→ REQUIREMENTS: Reproduce verbatim the stretch of the records below from the line containing "Task: please point out the table" through the line containing "<point>103,156</point>", including both of those lines. Output only that stretch.

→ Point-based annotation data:
■ ■ ■

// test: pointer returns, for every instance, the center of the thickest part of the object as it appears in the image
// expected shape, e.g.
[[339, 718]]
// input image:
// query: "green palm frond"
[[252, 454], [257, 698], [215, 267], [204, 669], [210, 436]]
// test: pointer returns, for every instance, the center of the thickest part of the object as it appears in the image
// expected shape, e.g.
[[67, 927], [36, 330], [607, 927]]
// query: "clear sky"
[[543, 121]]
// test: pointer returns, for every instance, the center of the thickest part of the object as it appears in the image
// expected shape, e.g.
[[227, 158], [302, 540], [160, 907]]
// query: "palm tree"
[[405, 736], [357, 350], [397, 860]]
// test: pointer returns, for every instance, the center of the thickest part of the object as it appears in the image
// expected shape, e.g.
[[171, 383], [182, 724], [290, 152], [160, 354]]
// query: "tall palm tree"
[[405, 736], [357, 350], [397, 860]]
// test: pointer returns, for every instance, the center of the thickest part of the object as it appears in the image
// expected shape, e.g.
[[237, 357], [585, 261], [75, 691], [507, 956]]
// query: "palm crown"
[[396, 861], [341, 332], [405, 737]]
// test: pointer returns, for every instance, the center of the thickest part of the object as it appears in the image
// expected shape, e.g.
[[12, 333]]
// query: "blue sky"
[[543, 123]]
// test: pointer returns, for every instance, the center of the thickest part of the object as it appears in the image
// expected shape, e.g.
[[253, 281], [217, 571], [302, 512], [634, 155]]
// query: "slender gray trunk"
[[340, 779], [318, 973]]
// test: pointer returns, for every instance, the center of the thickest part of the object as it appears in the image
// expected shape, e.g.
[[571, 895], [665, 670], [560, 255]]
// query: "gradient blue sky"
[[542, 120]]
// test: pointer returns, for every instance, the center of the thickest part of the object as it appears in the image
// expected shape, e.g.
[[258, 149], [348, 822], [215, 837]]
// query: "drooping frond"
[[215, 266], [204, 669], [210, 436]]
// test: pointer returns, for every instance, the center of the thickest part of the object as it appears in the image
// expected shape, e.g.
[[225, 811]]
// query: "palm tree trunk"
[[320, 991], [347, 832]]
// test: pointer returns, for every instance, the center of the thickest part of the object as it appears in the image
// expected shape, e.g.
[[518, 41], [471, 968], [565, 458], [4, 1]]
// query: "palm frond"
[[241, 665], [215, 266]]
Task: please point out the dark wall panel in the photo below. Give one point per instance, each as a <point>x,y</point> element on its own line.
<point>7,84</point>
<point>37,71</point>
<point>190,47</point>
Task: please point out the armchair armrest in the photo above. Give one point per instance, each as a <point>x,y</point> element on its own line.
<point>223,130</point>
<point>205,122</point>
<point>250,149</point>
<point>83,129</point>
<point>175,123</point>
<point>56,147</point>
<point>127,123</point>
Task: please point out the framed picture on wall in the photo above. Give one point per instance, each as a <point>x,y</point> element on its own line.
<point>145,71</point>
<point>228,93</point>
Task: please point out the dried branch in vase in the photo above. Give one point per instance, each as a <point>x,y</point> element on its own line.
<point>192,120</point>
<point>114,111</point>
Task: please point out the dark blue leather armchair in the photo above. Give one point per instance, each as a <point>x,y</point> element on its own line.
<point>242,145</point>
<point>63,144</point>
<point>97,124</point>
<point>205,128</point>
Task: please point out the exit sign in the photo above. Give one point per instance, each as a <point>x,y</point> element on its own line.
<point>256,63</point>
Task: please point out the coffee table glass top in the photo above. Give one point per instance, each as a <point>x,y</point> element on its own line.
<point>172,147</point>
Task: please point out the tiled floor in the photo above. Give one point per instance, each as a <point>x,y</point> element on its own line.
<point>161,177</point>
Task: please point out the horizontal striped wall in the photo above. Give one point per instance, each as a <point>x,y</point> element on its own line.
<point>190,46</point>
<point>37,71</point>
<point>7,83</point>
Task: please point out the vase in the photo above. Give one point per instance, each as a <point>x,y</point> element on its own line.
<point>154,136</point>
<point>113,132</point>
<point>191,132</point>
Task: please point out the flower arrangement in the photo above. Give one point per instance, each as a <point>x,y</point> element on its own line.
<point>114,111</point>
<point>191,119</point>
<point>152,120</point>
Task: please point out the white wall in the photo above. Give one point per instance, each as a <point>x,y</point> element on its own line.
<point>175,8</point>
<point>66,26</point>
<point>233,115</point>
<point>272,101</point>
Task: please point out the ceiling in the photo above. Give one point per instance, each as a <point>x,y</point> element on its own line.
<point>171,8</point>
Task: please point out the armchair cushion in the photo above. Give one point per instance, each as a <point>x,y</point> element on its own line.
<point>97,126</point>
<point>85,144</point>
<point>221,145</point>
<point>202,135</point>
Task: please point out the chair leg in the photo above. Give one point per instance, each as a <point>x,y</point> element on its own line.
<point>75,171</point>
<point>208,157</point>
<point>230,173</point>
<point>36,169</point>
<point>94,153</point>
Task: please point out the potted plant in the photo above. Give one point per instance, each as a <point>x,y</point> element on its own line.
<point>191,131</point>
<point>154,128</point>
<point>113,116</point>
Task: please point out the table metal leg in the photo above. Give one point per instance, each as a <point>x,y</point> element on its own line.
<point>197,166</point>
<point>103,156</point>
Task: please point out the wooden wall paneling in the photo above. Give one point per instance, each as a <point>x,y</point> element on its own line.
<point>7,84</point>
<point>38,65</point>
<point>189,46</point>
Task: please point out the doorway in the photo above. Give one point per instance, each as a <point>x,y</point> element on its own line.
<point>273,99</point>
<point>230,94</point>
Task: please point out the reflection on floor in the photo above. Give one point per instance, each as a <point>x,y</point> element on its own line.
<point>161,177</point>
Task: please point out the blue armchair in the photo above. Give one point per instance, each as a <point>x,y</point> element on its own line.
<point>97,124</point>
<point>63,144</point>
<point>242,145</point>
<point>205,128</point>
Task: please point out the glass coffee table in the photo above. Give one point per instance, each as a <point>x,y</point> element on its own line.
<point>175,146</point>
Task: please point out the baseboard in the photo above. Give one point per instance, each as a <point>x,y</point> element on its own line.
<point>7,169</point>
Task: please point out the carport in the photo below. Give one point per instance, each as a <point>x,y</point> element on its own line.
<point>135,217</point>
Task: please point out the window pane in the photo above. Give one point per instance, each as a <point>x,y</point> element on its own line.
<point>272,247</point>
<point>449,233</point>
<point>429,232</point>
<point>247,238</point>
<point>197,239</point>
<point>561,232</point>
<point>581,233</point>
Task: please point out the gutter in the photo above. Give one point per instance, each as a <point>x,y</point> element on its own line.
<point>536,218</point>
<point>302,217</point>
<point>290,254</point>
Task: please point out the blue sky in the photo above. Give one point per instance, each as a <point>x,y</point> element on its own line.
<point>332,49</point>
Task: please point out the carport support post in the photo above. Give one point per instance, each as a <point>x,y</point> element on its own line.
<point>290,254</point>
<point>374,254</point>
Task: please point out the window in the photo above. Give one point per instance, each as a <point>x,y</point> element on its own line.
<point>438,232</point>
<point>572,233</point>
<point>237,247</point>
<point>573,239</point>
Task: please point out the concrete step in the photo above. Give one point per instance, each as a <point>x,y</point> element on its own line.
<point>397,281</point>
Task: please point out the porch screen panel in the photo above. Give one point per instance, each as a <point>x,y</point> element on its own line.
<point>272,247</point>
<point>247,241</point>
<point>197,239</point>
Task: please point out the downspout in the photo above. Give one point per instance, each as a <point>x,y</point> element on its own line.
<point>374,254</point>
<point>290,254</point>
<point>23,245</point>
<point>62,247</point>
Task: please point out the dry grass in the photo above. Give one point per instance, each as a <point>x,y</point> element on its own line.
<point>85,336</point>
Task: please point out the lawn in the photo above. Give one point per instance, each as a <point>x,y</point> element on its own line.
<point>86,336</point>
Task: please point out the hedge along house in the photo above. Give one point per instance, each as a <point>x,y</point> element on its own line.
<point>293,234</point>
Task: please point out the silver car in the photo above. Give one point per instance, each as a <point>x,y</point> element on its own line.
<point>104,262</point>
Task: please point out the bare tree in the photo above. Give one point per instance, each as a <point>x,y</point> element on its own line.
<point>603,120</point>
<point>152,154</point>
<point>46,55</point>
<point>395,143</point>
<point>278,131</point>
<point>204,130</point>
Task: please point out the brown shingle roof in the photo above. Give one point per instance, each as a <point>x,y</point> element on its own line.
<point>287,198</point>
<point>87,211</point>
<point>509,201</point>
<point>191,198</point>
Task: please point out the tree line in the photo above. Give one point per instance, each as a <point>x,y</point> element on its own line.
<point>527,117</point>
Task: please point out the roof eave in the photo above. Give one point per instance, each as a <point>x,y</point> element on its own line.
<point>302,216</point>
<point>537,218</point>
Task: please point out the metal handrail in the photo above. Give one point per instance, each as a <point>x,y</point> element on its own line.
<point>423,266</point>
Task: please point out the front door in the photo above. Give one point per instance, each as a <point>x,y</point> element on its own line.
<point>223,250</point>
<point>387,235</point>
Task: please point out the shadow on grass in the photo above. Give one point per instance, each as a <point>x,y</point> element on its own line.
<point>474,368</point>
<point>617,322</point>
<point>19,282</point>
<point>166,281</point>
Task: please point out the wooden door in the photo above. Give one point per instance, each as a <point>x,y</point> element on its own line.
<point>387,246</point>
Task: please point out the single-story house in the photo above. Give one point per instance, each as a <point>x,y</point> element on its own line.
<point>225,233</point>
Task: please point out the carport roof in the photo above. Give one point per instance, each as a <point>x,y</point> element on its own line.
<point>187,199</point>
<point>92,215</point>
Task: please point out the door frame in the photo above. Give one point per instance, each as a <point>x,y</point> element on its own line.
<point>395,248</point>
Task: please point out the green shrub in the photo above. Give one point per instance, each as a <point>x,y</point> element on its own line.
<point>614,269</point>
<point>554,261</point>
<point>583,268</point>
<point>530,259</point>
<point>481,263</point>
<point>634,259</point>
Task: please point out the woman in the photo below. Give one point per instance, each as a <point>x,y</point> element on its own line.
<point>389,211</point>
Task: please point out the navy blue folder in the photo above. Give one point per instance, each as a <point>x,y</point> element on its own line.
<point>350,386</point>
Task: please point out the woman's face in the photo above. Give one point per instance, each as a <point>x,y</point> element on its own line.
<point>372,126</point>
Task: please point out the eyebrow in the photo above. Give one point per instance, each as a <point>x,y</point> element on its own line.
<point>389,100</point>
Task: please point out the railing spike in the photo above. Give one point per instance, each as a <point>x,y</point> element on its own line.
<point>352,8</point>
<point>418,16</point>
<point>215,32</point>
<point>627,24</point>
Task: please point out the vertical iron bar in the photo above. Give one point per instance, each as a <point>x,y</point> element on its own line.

■ ■ ■

→ RESULT OF THIS EXERCISE:
Task: please point out the table metal leg in the photo above. Give one point per instance, each as a <point>x,y</point> element on its own line.
<point>197,166</point>
<point>103,156</point>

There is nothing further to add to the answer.